**INSTRUCTION:** Output these lines as a Markdown table with the columns "No." and "Line", numbering each line in order and dropping any blank lines. Cover every row, and leave the pictures out of your answer.

(Point placement rows)
===
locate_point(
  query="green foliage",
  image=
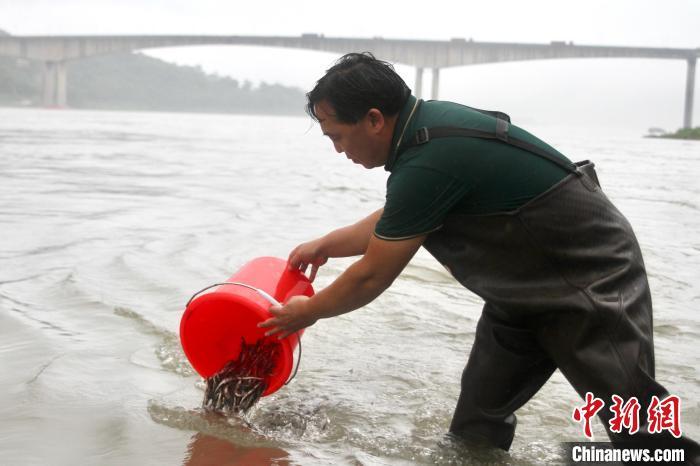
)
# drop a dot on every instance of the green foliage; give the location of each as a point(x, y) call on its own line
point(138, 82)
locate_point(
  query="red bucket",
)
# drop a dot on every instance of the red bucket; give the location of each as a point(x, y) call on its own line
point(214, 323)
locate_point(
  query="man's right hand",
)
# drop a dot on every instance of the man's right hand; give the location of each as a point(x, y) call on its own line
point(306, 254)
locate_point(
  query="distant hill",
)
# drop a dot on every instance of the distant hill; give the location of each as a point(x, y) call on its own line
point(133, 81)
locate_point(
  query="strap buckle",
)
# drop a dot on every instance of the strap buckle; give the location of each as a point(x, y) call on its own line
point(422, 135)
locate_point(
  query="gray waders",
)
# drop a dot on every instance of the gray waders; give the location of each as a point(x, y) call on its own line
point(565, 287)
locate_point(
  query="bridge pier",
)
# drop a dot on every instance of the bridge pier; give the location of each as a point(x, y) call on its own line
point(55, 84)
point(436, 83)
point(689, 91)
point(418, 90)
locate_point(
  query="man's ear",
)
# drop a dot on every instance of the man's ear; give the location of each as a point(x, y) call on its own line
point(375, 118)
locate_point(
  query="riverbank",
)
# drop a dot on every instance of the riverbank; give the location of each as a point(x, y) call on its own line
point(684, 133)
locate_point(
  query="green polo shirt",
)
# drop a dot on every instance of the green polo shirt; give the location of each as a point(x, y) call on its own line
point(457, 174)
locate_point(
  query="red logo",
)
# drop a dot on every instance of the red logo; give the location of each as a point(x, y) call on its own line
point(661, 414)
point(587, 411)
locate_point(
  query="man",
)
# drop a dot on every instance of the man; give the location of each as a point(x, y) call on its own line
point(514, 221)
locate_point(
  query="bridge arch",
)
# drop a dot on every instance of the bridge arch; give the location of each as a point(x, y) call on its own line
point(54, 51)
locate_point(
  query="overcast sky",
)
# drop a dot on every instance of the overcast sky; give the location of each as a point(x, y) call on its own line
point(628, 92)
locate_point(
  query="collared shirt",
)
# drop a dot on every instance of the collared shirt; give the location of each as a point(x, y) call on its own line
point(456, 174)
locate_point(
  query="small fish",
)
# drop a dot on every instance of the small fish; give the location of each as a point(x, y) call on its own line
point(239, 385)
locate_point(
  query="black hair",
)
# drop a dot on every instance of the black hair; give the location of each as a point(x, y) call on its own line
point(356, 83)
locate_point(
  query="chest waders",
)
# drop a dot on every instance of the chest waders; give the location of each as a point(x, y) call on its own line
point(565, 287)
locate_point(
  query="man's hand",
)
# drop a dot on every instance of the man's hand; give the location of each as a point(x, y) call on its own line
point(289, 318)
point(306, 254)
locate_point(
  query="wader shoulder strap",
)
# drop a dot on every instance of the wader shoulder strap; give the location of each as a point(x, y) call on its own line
===
**WORKED ANSWER:**
| No. | Line |
|---|---|
| 1 | locate_point( |
| 2 |   query="green foliage", |
| 3 |   image= |
| 4 | ) |
| 5 | # drop a dot on every instance of the green foliage; give the location of each as a point(x, y) call on its own line |
| 6 | point(138, 82) |
| 7 | locate_point( |
| 8 |   query="red bucket", |
| 9 | ) |
| 10 | # drop a dot on every instance of the red bucket; give the location of each as a point(x, y) call on its own line |
| 11 | point(214, 323) |
| 12 | locate_point( |
| 13 |   query="man's right hand", |
| 14 | ) |
| 15 | # drop a dot on every instance of the man's right hand; give the location of each as a point(x, y) call on its own line |
| 16 | point(306, 254) |
| 17 | locate_point( |
| 18 |   query="distant hill", |
| 19 | ) |
| 20 | # drop a dot on every instance of the distant hill; give the location of each as a point(x, y) call on its own line |
| 21 | point(133, 81) |
| 22 | locate_point( |
| 23 |   query="strap buckle", |
| 24 | ) |
| 25 | # drop a dot on every instance of the strap buckle; give the location of each as a point(x, y) call on its own line |
| 26 | point(422, 135) |
| 27 | locate_point( |
| 28 |   query="gray waders", |
| 29 | ) |
| 30 | # drop a dot on every instance of the gray waders; give the location of each as a point(x, y) call on its own line |
| 31 | point(565, 287) |
| 32 | locate_point( |
| 33 |   query="bridge pier", |
| 34 | ) |
| 35 | # drop a dot on every instance of the bridge pier; give the location of each as a point(x, y) call on its own line |
| 36 | point(55, 84) |
| 37 | point(436, 83) |
| 38 | point(689, 91) |
| 39 | point(418, 90) |
| 40 | locate_point( |
| 41 |   query="man's ear", |
| 42 | ) |
| 43 | # drop a dot on every instance of the man's ear; give the location of each as a point(x, y) call on its own line |
| 44 | point(375, 118) |
| 45 | locate_point( |
| 46 |   query="riverbank", |
| 47 | ) |
| 48 | # drop a dot on every instance of the riverbank; give the location of each as a point(x, y) call on its own line |
| 49 | point(684, 133) |
| 50 | locate_point( |
| 51 |   query="green polo shirt", |
| 52 | ) |
| 53 | # drop a dot on every instance of the green polo shirt; give the location of each as a point(x, y) call on its own line |
| 54 | point(457, 174) |
| 55 | locate_point( |
| 56 |   query="red logo", |
| 57 | ) |
| 58 | # drop a dot on every instance of the red logo; give the location of each as a point(x, y) call on its own line |
| 59 | point(661, 414) |
| 60 | point(587, 411) |
| 61 | locate_point( |
| 62 |   query="man", |
| 63 | ) |
| 64 | # drop a dot on every instance of the man; give the location of each as a point(x, y) call on its own line |
| 65 | point(514, 221) |
| 66 | locate_point( |
| 67 |   query="bridge arch", |
| 68 | ) |
| 69 | # drop a dot on every instance of the bridge arch; give the location of each as a point(x, y) call on its own line |
| 70 | point(54, 51) |
| 71 | locate_point( |
| 72 |   query="overcast sky", |
| 73 | ) |
| 74 | # drop a dot on every instance of the overcast sky; give the location of each as a point(x, y) call on its own line |
| 75 | point(628, 92) |
| 76 | locate_point( |
| 77 |   query="collared shirt", |
| 78 | ) |
| 79 | # drop a dot on every instance of the collared shirt; give the location of each as a point(x, y) call on its own line |
| 80 | point(456, 174) |
| 81 | locate_point( |
| 82 |   query="small fish", |
| 83 | ) |
| 84 | # drop a dot on every instance of the small fish; give the location of each as a point(x, y) call on its own line |
| 85 | point(239, 385) |
| 86 | locate_point( |
| 87 |   query="black hair", |
| 88 | ) |
| 89 | # drop a dot on every instance of the black hair; give the location of each as a point(x, y) call on its own line |
| 90 | point(356, 83) |
| 91 | locate_point( |
| 92 |   query="chest waders", |
| 93 | ) |
| 94 | # drop a dot on every instance of the chest waders; give the location of each as a point(x, y) call on its own line |
| 95 | point(565, 287) |
| 96 | locate_point( |
| 97 |   query="man's hand", |
| 98 | ) |
| 99 | # drop a dot on every instance of the man's hand; give the location of each as a point(x, y) call on its own line |
| 100 | point(289, 318) |
| 101 | point(306, 254) |
| 102 | locate_point( |
| 103 |   query="wader shoulder strap", |
| 104 | ) |
| 105 | # drop a dot on every instance of the wader shoulder strap; give the location of each as a point(x, y) call on its own line |